Records excerpted from a collection:
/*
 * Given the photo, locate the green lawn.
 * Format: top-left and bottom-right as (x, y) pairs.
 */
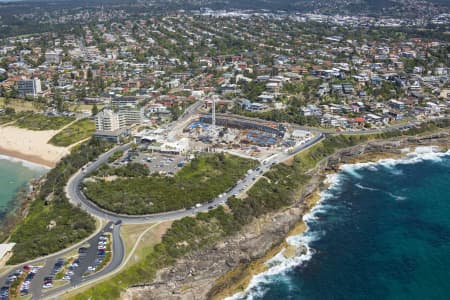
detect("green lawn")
(83, 153), (258, 214)
(15, 114), (75, 131)
(48, 119), (95, 147)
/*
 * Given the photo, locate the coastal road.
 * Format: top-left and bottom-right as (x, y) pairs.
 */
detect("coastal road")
(0, 221), (124, 300)
(68, 112), (443, 225)
(66, 132), (326, 225)
(66, 142), (222, 224)
(39, 222), (124, 300)
(14, 107), (445, 297)
(70, 108), (420, 224)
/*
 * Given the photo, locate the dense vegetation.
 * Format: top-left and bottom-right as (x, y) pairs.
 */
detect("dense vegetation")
(8, 138), (112, 264)
(15, 114), (75, 131)
(92, 162), (150, 178)
(83, 153), (258, 214)
(48, 118), (95, 146)
(107, 150), (124, 163)
(0, 109), (25, 125)
(72, 134), (373, 300)
(72, 119), (450, 300)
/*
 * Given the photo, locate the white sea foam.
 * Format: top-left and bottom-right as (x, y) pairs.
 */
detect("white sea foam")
(387, 192), (407, 201)
(356, 183), (406, 200)
(341, 165), (363, 179)
(226, 175), (343, 300)
(355, 183), (378, 191)
(340, 146), (450, 173)
(367, 165), (378, 171)
(388, 168), (404, 176)
(226, 146), (449, 300)
(0, 154), (50, 171)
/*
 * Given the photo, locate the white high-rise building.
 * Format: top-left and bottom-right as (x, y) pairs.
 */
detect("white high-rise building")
(95, 109), (126, 132)
(119, 108), (144, 126)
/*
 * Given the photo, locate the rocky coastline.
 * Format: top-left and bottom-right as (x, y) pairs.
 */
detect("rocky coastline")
(0, 176), (44, 243)
(122, 131), (450, 300)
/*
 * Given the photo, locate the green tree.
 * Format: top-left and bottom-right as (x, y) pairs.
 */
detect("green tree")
(87, 68), (93, 82)
(92, 104), (99, 116)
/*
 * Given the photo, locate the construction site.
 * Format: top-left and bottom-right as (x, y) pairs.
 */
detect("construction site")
(133, 97), (314, 161)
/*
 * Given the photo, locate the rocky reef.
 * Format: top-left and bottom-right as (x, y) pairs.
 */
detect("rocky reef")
(122, 131), (450, 300)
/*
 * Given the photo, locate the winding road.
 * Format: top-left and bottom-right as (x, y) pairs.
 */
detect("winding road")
(6, 101), (446, 299)
(66, 133), (326, 225)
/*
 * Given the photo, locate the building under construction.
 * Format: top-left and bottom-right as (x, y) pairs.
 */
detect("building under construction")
(199, 114), (285, 137)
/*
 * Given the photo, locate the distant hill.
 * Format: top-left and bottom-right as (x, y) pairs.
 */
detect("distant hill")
(154, 0), (450, 17)
(1, 0), (449, 19)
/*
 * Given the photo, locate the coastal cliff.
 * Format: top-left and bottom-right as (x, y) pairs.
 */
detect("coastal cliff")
(122, 131), (450, 300)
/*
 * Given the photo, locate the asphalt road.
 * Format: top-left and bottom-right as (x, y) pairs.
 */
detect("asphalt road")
(9, 104), (447, 298)
(67, 113), (438, 225)
(0, 222), (123, 300)
(40, 222), (124, 300)
(68, 111), (421, 224)
(66, 132), (326, 226)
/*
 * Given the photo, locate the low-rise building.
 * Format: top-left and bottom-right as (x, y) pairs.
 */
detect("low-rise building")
(389, 99), (405, 110)
(111, 96), (140, 109)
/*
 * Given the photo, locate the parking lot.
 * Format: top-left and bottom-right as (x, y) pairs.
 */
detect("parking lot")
(0, 223), (116, 300)
(132, 152), (187, 176)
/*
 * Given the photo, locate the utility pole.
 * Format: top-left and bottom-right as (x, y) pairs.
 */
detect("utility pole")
(211, 95), (216, 134)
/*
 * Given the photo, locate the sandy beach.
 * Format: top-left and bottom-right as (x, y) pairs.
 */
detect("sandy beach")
(0, 126), (69, 167)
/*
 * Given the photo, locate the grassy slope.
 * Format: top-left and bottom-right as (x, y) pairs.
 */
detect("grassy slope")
(15, 114), (75, 131)
(0, 111), (28, 125)
(67, 119), (450, 299)
(83, 154), (258, 214)
(69, 135), (372, 300)
(7, 139), (112, 264)
(0, 97), (41, 113)
(48, 119), (95, 147)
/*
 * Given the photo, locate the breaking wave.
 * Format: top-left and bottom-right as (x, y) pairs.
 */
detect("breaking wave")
(387, 192), (407, 201)
(0, 154), (49, 171)
(226, 146), (450, 300)
(226, 174), (343, 300)
(340, 146), (450, 173)
(355, 183), (378, 191)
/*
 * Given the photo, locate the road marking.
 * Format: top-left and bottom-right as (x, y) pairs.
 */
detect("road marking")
(43, 222), (161, 299)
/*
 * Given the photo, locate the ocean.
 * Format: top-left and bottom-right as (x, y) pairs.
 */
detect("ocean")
(229, 146), (450, 300)
(0, 155), (47, 223)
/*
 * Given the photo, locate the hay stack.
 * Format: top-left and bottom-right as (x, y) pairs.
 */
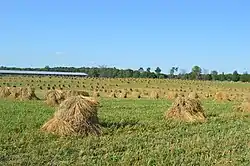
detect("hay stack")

(What you will do): Produce an exact copy of the records above, leaving out the pictures.

(Reply to the exercise):
/*
 * Given the photo, locate the green lawn.
 * Format: top-left and bottom-right as (x, y) pairs.
 */
detect("green lawn")
(83, 153), (258, 214)
(15, 114), (75, 131)
(48, 119), (95, 147)
/*
 * Given the photo, locate the coastal road.
 * Format: top-left and bottom-right as (x, y) pairs.
 */
detect("coastal road")
(0, 221), (124, 300)
(68, 112), (443, 225)
(66, 132), (326, 225)
(66, 142), (222, 224)
(39, 222), (124, 300)
(14, 107), (445, 297)
(70, 108), (420, 224)
/*
 * Given the photo, locate the dense vegetation.
 * Format: top-left and bottom-right as (x, y) pairs.
 */
detect("dense vegetation")
(8, 138), (112, 264)
(15, 114), (75, 131)
(92, 162), (150, 178)
(83, 153), (258, 214)
(48, 118), (95, 146)
(107, 150), (124, 163)
(0, 109), (25, 125)
(72, 134), (373, 300)
(72, 119), (450, 300)
/*
 * Given the photo, locate the white sea foam.
 * Format: top-left and bottom-right as (x, y) pairs.
 */
detect("white sea foam")
(387, 192), (407, 201)
(356, 183), (406, 200)
(341, 165), (363, 179)
(226, 175), (343, 300)
(355, 183), (378, 191)
(340, 146), (450, 173)
(367, 165), (378, 171)
(388, 168), (404, 176)
(226, 146), (449, 300)
(0, 154), (50, 171)
/*
 * Given the photo, locate the white high-rise building.
 * Format: top-left and bottom-right as (x, y) pairs.
 */
detect("white high-rise building")
(95, 109), (126, 132)
(119, 108), (144, 126)
/*
 * Given the photo, locate the rocky coastline.
 * Format: top-left and bottom-right as (x, y) pairs.
 */
detect("rocky coastline")
(0, 176), (44, 243)
(122, 131), (450, 300)
/*
 * Given the photo, locate the green tree.
 * Format: top-left and bottom-right as (x, y) pairs.
 */
detect("green tree")
(87, 68), (93, 82)
(92, 104), (99, 116)
/*
 * Given the photo, locate the construction site.
 * Format: top-left and bottom-right as (x, y) pairs.
 */
detect("construction site")
(133, 97), (314, 161)
/*
 * Given the photo, locate the rocky reef.
 * Format: top-left and bottom-right as (x, y) pairs.
 */
detect("rocky reef")
(122, 131), (450, 300)
/*
 * Given the photo, locate the winding road.
 * Format: top-left and bottom-right as (x, y) pairs.
 */
detect("winding road")
(6, 101), (446, 299)
(66, 133), (326, 225)
/*
 * Given the photo, locate the building under construction.
 * Format: top-left and bottom-right as (x, y) pairs.
 */
detect("building under construction")
(199, 114), (285, 137)
/*
 * Given the photo, locate the distant hill.
 * Format: top-left and bottom-right as (x, y) pairs.
 */
detect("distant hill")
(154, 0), (450, 17)
(1, 0), (449, 19)
/*
 * Given the photo, locate the coastal cliff.
 * Format: top-left and bottom-right as (x, y) pairs.
 */
detect("coastal cliff")
(122, 131), (450, 300)
/*
 * Given the photo, locate the asphalt road.
 * Format: top-left and bottom-right as (x, y) pairs.
 */
detect("asphalt road")
(9, 104), (447, 298)
(67, 113), (438, 225)
(0, 222), (123, 300)
(40, 222), (124, 300)
(68, 111), (421, 224)
(66, 132), (326, 226)
/*
 * Given the photo, locate the low-rise building.
 * Format: top-left and bottom-right as (x, y) pairs.
 */
detect("low-rise building")
(389, 99), (405, 110)
(111, 96), (140, 109)
/*
 * Given the photo, locate the parking lot.
 * Format: top-left and bottom-right as (x, y) pairs.
 */
detect("parking lot")
(0, 223), (116, 300)
(132, 152), (187, 176)
/*
 * Given the photo, locate the utility pole.
 * Format: top-left and bottom-right as (x, y) pairs.
 */
detect("utility pole")
(211, 95), (216, 134)
/*
 * Given the photo, locate the sandy beach.
 * Format: top-left and bottom-right as (x, y) pairs.
 */
detect("sandy beach")
(0, 126), (69, 167)
/*
 * Given the photo, locate the grassy slope.
 * Format: top-left and bottom-right as (x, y) pairs.
 */
detect("grassy slope")
(15, 114), (75, 131)
(0, 111), (28, 125)
(67, 119), (450, 299)
(83, 154), (258, 214)
(69, 135), (372, 300)
(7, 139), (112, 264)
(0, 97), (41, 113)
(48, 119), (95, 147)
/*
 * Given the photo, locate the breaking wave.
 * Format: top-left and bottom-right as (x, y) pairs.
 */
detect("breaking wave")
(387, 192), (407, 201)
(0, 154), (49, 171)
(226, 146), (450, 300)
(226, 174), (343, 300)
(340, 146), (450, 173)
(355, 183), (378, 191)
/*
 * Given the photo, locate the road marking.
 * Format: top-left and bottom-right as (x, y) pairs.
 */
detect("road marking")
(43, 222), (161, 299)
/*
 * Given the photo, locate the ocean.
 * Format: top-left and bottom-right as (x, y) pairs.
 */
detect("ocean")
(229, 146), (450, 300)
(0, 155), (47, 223)
/*
 * Given the photo, locate the hay stack.
 * Format: top-left and bottom-right as (x, y) pairs.
 */
detect("hay stack")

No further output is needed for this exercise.